**SUPPLIED MATERIAL:**
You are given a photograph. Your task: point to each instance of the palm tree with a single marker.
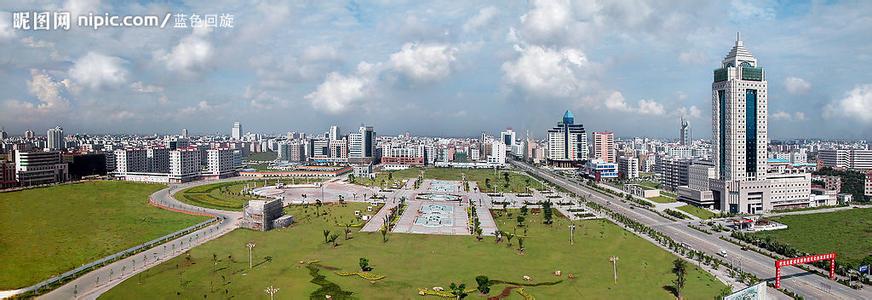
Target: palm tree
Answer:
(458, 290)
(679, 267)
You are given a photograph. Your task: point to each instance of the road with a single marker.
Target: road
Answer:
(809, 285)
(97, 282)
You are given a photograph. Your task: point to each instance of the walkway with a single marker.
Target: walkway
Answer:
(97, 282)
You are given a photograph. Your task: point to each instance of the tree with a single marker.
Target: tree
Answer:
(679, 267)
(458, 290)
(364, 264)
(546, 211)
(333, 238)
(483, 284)
(384, 232)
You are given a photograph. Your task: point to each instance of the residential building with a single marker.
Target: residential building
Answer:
(184, 164)
(740, 135)
(684, 137)
(236, 132)
(34, 168)
(628, 167)
(55, 138)
(604, 146)
(567, 143)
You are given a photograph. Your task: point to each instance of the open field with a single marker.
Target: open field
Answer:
(662, 199)
(228, 195)
(488, 180)
(262, 156)
(409, 262)
(389, 179)
(47, 231)
(847, 232)
(696, 211)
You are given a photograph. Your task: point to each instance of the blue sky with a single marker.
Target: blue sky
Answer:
(448, 68)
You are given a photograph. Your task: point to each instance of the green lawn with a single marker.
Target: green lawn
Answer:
(412, 261)
(847, 232)
(488, 180)
(389, 179)
(228, 195)
(662, 199)
(51, 230)
(696, 211)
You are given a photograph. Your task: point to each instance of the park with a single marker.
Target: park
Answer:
(47, 231)
(330, 250)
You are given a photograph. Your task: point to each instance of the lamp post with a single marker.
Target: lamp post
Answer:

**WRITTEN INSTRUCTION:** Copy the whole listing above line for line, leaving out the picture.

**WRITTEN RESPONSE:**
You are given a photograph. Your task: point to each instance of the palm tree with a single marker.
Target: palm tree
Answer:
(458, 290)
(679, 267)
You are given a photograph. Your task: point to each instance of the road with a single marker.
Target: road
Answer:
(809, 285)
(97, 282)
You are given a photograph. Your task: point to each instance of the walkway with a single marker.
Target: walkway
Answer:
(97, 282)
You are given a photograph. Your task: point to each instance of the tree with a single marker.
Target: tree
Answer:
(679, 267)
(458, 290)
(364, 264)
(546, 211)
(333, 238)
(483, 284)
(384, 232)
You are given a photograph. Your task: point to each instance of the residential building with a single marker.
Target: residential building
Answer:
(184, 164)
(740, 135)
(684, 137)
(236, 132)
(34, 168)
(628, 167)
(55, 138)
(604, 146)
(567, 143)
You are given a photograph. Your task: point to each instance of the open field with a single marker.
Target: open field
Answer:
(662, 199)
(228, 195)
(488, 180)
(262, 156)
(409, 262)
(389, 179)
(47, 231)
(847, 232)
(696, 211)
You are given a photograph. Your task: point to each instance of the blue sky with a single marker.
Target: blue sky
Answer:
(448, 68)
You are given a photograph. Your task: point to each instance of the green lawn with a single marker.
Target: green lawn
Answer:
(412, 261)
(847, 232)
(488, 180)
(389, 179)
(228, 195)
(662, 199)
(51, 230)
(696, 211)
You are given a photograph. Your task: point to each instance of the park with a single marker.
Target: park
Answer:
(47, 231)
(330, 250)
You are given a photograph. Your task: point to each instance of the lamp post with a single marker.
Target: lamp post
Answer:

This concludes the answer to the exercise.